-- Begin Source --
Taming the Monster and Reclaiming my Strong-Willed Child

Mike_Wazowski2It was not until Michael was eight years old that we fully realized we could not go on living with a monster in the house. That reality did not set in until we were on a three week vacation, living in a small cottage with the six of us. After about four straight days of random monster issues my husband asked, “Is it always like this at home because this needs to end!” It seemed that Michael was a little more potent to all of us when we never got a break from the negotiating, complaining, arguing, and questioning. Four days and we were scrambling for options.

The initial phase of the plan went against every psychologically sound article I had ever read. So please don’t tell me that this was not healthy for my kid. I know. But times were tough and it was a war out there. My husband told Michael that from now on when things didn’t go his way and he got upset and frustrated, he should “push all those emotions and feelings and ideas and questions down deep inside and keep them there until later.” They set up a plan to meet each night at 7:00pm on the back porch of the cottage and Michael would have 20 uninterrupted minutes with Dad to unpack all the day’s injustices.

For days it worked flawlessly. Michael would fuss and start to get worked up and we told him to remember exactly how he was feeling and what he wanted and reminded him that he would have plenty of time to share it with us in the evening. I remember one day in particular was pretty rough and Michael looked his dad right in the eye, pointed his finger at him and shouted, “It’s going to be A LOT longer than 20 minutes tonight!”

Part of the initial phase was also explaining to Michael that Mom and Dad were in charge of the house and that we were perfectly capable of making the decisions throughout the day. While we were open to hearing the kids’ opinions (stated once) we would make the final decisions. If strong-willed kids can’t be in charge, they like to know they are in good hands with a strong leader.

During the final days of vacation, the back porch conversations had already begun to morphIMG_0442 into chatting time about fun stuff rather than the laundry list of the day’s frustrations. Fewer and fewer of the incidents made it until 7:00PM. Instead they were processed throughout the day leaving at least 15 minutes for connecting time with Dad. Once we returned home, we continued the ritual of special time in the evening, but this too faded over time.

We weren’t monster-free yet, but we had turned a corner. I found hope and a new way forward. We realized the importance of Michael being heard and understood, but also the importance of being the leaders in our own home. I’m not sure how many times I repeated, “We’ve got this,” “Mom and Dad are in charge,” “I hear you, but we are doing it this way.” “Remember how you are feeling and you can tell us tonight.”

I also started speaking differently. I used more authority in my voice-as if I actually expected him to obey right away. There was a time when I would say, “Are you ready for bed?” Ah, no he wasn’t. Or I would say, “Mom’s got dinner on the table.” What did that mean to him? I would also sound insecure when I asked him anything, as if I anticipated a rebuttal. Picturing Michael doing what I asked right away and then following through with each request, made me more predictable to him. Strong-willed kids like order and predictability.



By age 13, Michael was totally compliant and agreeable. He still had a strong-will (strong convictions) but he had aligned his will with ours, and we were all on the same page. He realized that we wanted what was best for him and that we were fully capable of running the house without his co-leadership.
-- End Source --
-- Begin Given records --
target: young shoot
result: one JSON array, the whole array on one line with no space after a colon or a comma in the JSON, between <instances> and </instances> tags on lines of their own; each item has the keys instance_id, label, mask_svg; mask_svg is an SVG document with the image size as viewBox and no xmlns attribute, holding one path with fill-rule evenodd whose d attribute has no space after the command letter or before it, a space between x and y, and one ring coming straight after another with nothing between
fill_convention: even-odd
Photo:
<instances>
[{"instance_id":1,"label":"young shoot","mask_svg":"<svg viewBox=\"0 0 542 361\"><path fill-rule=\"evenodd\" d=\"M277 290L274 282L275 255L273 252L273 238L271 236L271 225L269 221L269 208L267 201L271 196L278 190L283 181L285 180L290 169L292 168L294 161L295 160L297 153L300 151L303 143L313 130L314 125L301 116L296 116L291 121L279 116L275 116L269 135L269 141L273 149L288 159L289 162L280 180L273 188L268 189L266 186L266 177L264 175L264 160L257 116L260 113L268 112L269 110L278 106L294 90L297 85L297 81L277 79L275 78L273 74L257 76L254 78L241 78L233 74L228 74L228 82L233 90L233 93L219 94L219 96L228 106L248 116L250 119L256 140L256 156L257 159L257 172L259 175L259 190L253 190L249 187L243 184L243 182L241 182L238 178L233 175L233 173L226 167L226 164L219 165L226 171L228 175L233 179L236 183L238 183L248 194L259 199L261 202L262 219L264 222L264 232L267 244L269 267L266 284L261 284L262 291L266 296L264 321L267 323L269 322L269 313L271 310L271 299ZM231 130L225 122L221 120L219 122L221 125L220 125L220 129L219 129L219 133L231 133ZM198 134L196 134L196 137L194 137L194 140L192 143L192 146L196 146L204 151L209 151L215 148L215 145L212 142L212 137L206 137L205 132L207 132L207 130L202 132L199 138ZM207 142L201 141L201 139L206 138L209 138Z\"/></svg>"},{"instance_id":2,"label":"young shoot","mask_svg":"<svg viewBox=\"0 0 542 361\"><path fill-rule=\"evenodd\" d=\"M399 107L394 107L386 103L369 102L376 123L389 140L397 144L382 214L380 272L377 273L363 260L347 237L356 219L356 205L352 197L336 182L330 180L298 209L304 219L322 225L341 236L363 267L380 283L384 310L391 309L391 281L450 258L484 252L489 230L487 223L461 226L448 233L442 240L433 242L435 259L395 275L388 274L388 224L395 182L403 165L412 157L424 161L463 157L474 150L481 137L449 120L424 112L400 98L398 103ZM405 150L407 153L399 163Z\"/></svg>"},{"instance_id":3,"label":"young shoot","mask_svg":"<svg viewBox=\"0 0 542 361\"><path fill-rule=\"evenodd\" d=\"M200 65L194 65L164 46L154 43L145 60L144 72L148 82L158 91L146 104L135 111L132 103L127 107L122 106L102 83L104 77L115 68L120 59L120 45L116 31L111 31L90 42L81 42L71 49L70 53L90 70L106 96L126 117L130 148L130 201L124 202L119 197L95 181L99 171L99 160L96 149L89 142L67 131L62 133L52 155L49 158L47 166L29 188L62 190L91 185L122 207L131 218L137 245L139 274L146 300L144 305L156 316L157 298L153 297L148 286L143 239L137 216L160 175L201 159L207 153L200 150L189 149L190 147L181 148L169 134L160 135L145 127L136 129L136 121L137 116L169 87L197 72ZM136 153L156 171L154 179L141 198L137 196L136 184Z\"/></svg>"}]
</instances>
-- End Given records --
-- Begin Given records --
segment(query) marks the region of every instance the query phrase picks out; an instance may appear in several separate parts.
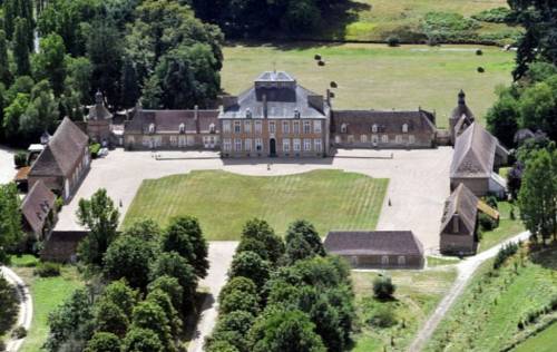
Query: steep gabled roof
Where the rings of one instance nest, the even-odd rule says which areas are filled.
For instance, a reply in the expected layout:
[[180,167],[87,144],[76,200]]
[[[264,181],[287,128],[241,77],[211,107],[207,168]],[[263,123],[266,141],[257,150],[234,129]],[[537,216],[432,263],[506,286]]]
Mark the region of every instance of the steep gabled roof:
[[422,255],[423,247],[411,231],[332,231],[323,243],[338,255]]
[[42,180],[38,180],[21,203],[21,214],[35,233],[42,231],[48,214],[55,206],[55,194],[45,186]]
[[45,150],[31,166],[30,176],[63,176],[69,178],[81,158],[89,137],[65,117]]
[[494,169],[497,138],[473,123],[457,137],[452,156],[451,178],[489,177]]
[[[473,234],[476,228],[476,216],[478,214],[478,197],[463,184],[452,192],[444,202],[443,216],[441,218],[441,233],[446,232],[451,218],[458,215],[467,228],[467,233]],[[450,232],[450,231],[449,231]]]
-- End Given records --
-- Begin Given records --
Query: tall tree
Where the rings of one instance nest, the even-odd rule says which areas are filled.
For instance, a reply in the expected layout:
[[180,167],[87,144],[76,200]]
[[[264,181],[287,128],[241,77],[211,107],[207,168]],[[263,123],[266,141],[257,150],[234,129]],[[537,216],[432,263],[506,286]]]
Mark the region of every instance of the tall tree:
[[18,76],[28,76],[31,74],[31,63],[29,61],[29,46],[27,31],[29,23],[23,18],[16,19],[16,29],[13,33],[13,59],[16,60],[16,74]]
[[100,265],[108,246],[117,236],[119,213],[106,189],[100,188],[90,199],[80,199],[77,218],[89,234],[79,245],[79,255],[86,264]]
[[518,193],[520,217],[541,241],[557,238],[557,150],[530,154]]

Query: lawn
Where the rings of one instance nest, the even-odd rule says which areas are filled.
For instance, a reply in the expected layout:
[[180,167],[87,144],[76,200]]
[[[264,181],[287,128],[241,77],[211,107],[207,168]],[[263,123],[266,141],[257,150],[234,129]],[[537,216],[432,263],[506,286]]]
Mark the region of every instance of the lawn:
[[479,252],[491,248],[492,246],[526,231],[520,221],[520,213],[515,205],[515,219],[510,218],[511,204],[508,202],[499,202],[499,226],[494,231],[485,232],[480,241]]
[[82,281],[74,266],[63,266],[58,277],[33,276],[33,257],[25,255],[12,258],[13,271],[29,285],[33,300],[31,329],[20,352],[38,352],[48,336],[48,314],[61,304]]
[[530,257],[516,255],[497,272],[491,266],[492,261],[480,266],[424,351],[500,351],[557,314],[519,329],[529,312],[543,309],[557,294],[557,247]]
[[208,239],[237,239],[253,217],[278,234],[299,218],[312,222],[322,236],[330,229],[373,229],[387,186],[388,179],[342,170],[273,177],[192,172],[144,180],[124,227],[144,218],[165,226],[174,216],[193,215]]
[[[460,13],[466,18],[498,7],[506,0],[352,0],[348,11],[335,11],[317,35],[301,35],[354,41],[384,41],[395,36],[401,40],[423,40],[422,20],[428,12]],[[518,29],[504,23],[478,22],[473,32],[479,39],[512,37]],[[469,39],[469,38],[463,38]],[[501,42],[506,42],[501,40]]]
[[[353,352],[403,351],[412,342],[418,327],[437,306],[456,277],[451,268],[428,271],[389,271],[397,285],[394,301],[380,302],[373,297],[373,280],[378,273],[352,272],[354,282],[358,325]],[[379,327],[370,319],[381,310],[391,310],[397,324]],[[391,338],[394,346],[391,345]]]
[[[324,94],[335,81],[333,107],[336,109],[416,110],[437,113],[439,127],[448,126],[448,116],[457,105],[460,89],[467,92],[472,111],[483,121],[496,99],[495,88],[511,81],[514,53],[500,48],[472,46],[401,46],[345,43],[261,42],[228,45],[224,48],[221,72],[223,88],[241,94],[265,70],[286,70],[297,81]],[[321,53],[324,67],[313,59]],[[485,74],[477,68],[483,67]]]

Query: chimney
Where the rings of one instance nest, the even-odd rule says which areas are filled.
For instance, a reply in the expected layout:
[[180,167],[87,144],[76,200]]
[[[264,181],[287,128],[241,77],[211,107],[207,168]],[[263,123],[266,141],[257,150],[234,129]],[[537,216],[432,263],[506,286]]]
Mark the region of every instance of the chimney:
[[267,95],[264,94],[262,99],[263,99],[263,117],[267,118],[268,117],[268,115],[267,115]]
-- End Given records --
● Stated problem:
Continue the essay about reclaiming a strong-willed child, picking up after its last sentence.

● Response to the exercise:
We also gave him more control over his life (his room, his homework, his activities) and he was able to better function with us. These kids do not do well with micro-management. He knew he needed to do his homework, but we never said how or where or when. Sometimes it was on the bus or rushed through in class when the teacher gave them free time. The school teacher in me wanted serious time spent at the kitchen table, working hard, but the reality was that his grades were good and no teacher ever complained. By not insisting on more studying or more time spent on a project (though I did mention these great ideas of mine) we were able to have a positive relationship which is where our greatest power lies as a parent.

I’ll wrap this us with a collection of ideas for parents who have been gifted with a child who may not be as easy to raise as a compliant child, but they will provide you with memories to last a lifetime.

  • Large boundaries and strong walls. Give them as much freedom as possible but make the boundaries immoveable.
  • Give them lots of time to transition. They are usually always doing something and they will need time to adjust to a new activity that you pick.
  • Keep yourself in control. Try. Hard. If they can’t have control of the situation, they “win” by making you lose control of yourself.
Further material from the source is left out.